[Referring expression grounding data]
================
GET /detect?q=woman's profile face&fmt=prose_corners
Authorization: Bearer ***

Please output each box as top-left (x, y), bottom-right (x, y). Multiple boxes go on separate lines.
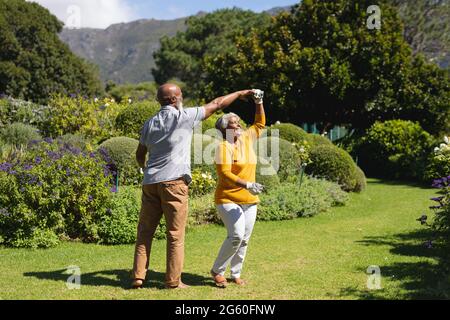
top-left (226, 116), bottom-right (241, 130)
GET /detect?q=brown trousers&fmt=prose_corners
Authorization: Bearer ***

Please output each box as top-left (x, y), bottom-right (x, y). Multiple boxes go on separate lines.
top-left (132, 178), bottom-right (188, 287)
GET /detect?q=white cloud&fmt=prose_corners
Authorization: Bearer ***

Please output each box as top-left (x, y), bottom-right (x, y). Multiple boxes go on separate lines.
================
(WORK REQUEST) Reproduce the data above in full, exactly, with the images removed.

(RESPONSE)
GET /detect?q=woman's profile face&fmt=prose_corners
Authorization: Bearer ***

Please output each box as top-left (x, y), bottom-right (x, y). Multiple boxes go on separate lines.
top-left (226, 116), bottom-right (241, 130)
GET /detect?q=brown trousers&fmt=prose_corners
Authorization: Bearer ***

Please output each box as top-left (x, y), bottom-right (x, y). Multiple boxes go on separate lines.
top-left (132, 178), bottom-right (188, 287)
GET /detect?q=white cloud&fmt=prose_corners
Authorization: Bearer ***

Please output each box as top-left (x, y), bottom-right (x, y). Multiple boxes go on separate lines.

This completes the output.